--- Begin Provided information ---

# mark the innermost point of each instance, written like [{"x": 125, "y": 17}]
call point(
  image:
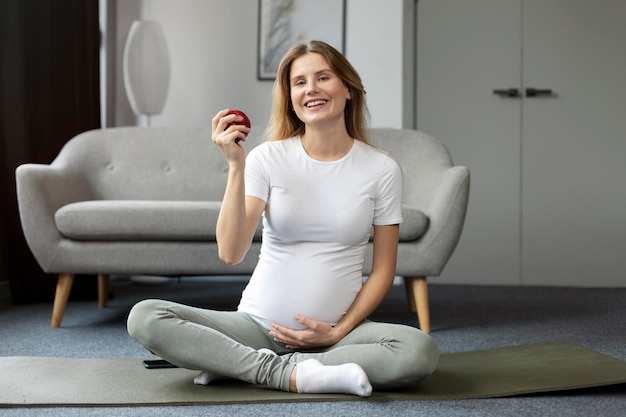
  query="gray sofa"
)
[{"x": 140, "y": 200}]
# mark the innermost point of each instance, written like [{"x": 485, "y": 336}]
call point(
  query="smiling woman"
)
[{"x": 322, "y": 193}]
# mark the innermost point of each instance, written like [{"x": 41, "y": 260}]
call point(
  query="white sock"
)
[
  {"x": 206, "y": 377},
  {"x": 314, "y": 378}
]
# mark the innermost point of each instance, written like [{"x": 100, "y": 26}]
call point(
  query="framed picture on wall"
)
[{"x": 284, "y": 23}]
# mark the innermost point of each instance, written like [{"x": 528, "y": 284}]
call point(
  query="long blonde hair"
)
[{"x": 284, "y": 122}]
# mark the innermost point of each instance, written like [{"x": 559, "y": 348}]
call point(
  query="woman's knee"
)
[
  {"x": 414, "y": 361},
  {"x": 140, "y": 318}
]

--- End Provided information ---
--- Begin Provided information ---

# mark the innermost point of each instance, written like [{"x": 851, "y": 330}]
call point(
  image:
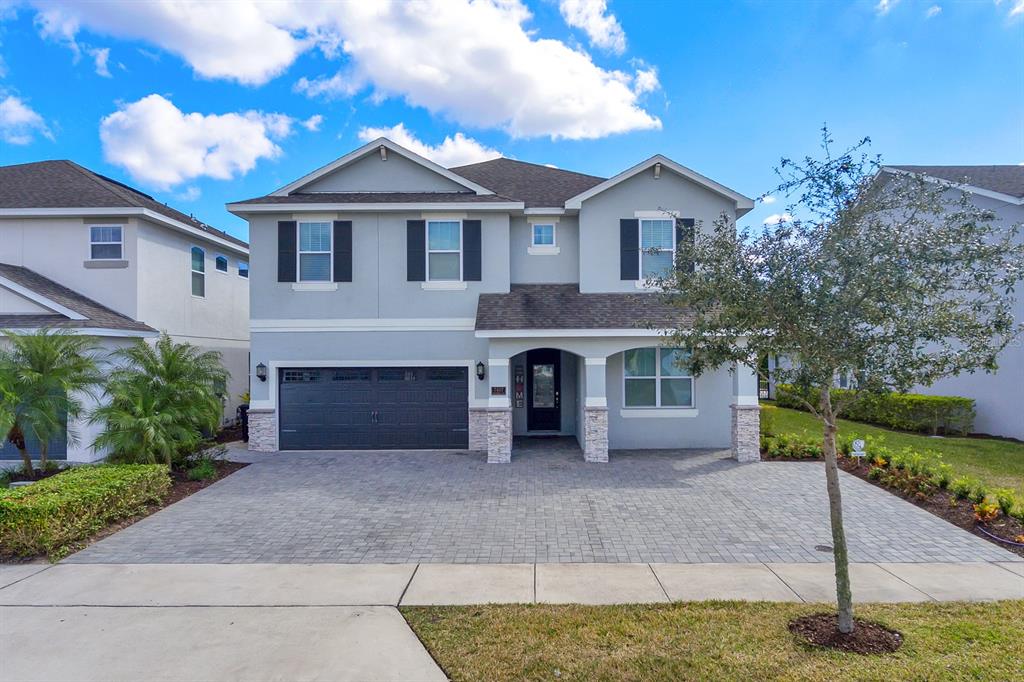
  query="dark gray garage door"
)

--- End Provided information ---

→ Written problem
From the items above, pull out every line that contains the string "gray", keeping the lines in their original order.

→ Correct result
  query="gray sofa"
  query="dark gray garage door"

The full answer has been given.